[Begin Data for this task]

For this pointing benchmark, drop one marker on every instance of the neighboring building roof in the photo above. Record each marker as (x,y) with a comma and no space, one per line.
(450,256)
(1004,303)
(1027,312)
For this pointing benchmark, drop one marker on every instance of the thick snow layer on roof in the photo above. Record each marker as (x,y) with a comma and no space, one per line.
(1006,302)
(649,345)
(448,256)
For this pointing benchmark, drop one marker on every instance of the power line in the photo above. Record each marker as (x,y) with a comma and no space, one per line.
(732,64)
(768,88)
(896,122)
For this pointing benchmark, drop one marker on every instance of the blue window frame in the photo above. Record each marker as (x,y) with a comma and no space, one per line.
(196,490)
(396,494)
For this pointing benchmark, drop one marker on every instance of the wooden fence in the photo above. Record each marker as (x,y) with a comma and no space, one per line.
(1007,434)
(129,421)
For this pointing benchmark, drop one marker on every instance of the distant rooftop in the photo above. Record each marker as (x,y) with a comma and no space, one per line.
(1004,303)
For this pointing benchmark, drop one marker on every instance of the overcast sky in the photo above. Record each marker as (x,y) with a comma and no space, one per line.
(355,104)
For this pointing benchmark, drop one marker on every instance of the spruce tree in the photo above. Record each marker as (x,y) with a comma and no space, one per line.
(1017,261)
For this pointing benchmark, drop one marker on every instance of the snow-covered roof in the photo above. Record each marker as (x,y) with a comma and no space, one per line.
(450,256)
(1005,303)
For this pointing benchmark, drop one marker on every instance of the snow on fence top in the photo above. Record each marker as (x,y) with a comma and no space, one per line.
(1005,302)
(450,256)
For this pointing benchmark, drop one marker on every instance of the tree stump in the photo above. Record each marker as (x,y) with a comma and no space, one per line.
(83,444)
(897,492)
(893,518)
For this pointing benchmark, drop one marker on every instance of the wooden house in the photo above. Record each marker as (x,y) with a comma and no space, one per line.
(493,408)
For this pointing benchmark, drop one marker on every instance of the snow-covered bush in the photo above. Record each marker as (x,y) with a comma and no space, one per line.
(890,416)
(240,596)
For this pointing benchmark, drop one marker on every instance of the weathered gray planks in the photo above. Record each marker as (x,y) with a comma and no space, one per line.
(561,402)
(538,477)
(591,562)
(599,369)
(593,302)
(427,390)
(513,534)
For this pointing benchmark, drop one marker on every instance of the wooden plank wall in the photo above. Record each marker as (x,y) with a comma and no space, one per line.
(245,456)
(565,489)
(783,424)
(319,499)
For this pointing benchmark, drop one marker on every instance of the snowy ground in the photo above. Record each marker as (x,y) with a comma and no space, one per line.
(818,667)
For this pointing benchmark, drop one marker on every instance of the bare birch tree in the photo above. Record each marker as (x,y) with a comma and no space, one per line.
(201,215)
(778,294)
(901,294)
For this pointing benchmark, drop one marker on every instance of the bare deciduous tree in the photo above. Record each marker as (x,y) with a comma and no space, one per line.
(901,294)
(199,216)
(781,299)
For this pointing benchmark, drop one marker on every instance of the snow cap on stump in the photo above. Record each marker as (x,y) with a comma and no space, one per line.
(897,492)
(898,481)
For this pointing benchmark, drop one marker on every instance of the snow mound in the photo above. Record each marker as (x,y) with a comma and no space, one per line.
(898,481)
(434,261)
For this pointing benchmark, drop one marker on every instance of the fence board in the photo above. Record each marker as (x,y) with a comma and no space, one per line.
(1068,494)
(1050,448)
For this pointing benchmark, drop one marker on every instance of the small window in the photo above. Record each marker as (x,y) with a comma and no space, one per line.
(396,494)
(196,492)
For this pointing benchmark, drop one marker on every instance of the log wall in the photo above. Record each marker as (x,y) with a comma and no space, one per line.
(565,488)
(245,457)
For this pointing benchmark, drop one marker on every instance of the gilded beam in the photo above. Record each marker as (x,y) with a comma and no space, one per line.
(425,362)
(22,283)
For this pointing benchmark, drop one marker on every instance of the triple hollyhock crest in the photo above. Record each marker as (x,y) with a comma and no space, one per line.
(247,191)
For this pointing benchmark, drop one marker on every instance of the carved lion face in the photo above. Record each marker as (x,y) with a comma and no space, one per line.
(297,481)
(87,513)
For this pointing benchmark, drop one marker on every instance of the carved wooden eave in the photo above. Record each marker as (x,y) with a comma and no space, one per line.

[End Data for this task]

*Problem description:* Can you rewrite every line of the material above as a numbered list, skipping any blank lines?

*Result for this task:*
1. For this pointing benchmark, drop one marker on every instance of the neighboring building roof in the photo above. Record each marker as (x,y) with a comma and no space, one per line.
2. (450,256)
3. (1004,303)
4. (1027,312)
5. For this pointing benchmark, drop one marker on every instance of the thick snow layer on roof in the photo above. Record each marker as (x,y) with a comma and no space, one per line.
6. (1006,302)
7. (649,345)
8. (448,256)
9. For this pointing benchmark, drop one marker on every instance of the power line in the photo above. Record each marker as (x,y) with a comma and no space, one per line.
10. (732,64)
11. (768,88)
12. (896,122)
13. For this pointing benchmark, drop one marker on every instance of the blue window frame in the photo above. Record each marker as (x,y) with a comma and no space, one per line.
14. (196,490)
15. (396,494)
16. For this pointing benchmark, drop one marker on every instance of the wooden fence in the photo above. Record each marker as (x,y) with a comma and no space, one per line.
17. (1007,434)
18. (129,421)
19. For this pointing benchmark, drop one marker on every instance of the distant rooftop in the photo above. Record each marker as (x,y) with a comma and no space, one per line.
20. (1004,303)
21. For this pointing benchmark, drop one marker on every instance of the overcast sky in the photo above. Record each marker as (x,y) with a comma and no space, one per line.
22. (355,104)
23. For this pointing benchmark, drop one marker on every instance of the spruce tree in the photo above. Record each marker as (x,y) with a comma and no space, one per line.
24. (1017,261)
25. For this pointing benchmark, drop one marker on every instance of the snow-covered roof in the photo above. Record each marker as (x,y) with a comma and no space, one per line.
26. (450,256)
27. (1005,303)
28. For this pointing benchmark, drop one marker on every instance of the snow on fence top in the photo above. Record each marker as (x,y) with a comma and no space, one per line.
29. (1005,302)
30. (450,256)
31. For this pointing benchmark, drop one marker on every instance of the tree stump in the photo above. Record each marker as (x,y) with a comma and no space, one per line.
32. (83,444)
33. (897,492)
34. (893,518)
35. For this pointing benchmark, drop one marker on every instance of the wooden house in the photo above. Record each marker as (x,y) with a comma and no space, one per line.
36. (493,408)
37. For this pointing benchmark, drop one marker on every instance of the snow-covered bush in the photo above. Record each marker as (x,y) with a comma and no space, one per line.
38. (890,416)
39. (240,596)
40. For this pointing benchmark, drop one marker on every instance of the weathered gray planks in the photo above. Record each marker as (x,y) with a comma and no space, one per line.
41. (561,402)
42. (538,477)
43. (591,562)
44. (599,369)
45. (593,302)
46. (427,390)
47. (513,534)
48. For this pointing benchmark, drop one marker on every instance of the wooden plank wall in the photo above. Record each marker as (x,y) with a comma and no space, one per line.
49. (245,456)
50. (565,489)
51. (783,424)
52. (319,499)
53. For this pointing benchmark, drop one marker on every instance of the snowy ground in the photo above. Record each marker as (x,y) with a comma and no space, one per line.
54. (818,667)
55. For this pointing benchmark, drop one marker on every instance of the bare birch tree in the photo above. Record each marker as (x,y) with a comma and no space, one per line.
56. (201,215)
57. (778,294)
58. (901,294)
59. For this pointing benchmark, drop one marker on every instance of the bare deciduous tree in the photo above. Record each marker as (x,y) with a comma and no space, one per line.
60. (901,294)
61. (199,216)
62. (781,299)
63. For this pointing benchmark, drop one marker on every instance of the snow cap on stump in the photo above. Record each marker as (x,y) with a comma and no space, one per line.
64. (897,492)
65. (898,481)
66. For this pointing benchmark, drop one marker on every instance of the snow mound in the photo above. Record each marker as (x,y) with a comma and no space, one per line.
67. (898,481)
68. (434,261)
69. For this pointing benchmark, drop one marker on every instance of the fence board in the photo above. Record each marker as (x,y) with a comma and no space, one per line.
70. (1068,494)
71. (1050,448)
72. For this pointing benchmark, drop one marker on every instance of the small window in the photo above. Record each marker as (x,y) with a comma and no space, one per line.
73. (396,494)
74. (196,492)
75. For this pointing benchmark, drop one marker on every instance of the log wall in the photo above. Record each marker as (x,y) with a comma and no space, one per line.
76. (565,488)
77. (245,457)
78. For this pointing benchmark, drop one marker on every instance of the gilded beam in the photo above. Record each marker as (x,y) with a comma and no space, one per line.
79. (425,362)
80. (22,283)
81. For this pointing benchmark, drop one marker on every instance of the triple hollyhock crest in the photo above. Record each marker as (x,y) with a comma and no space, one per line.
82. (247,191)
83. For this pointing benchmark, drop one marker on every instance of the carved lion face in the photo above. Record each marker as (x,y) with a comma and no space, one per line.
84. (297,481)
85. (87,513)
86. For this pointing benchmark, drop one marker on every instance of the carved wooden eave in the photo above. Record each marker as (x,y) with a comma and no space, one per line.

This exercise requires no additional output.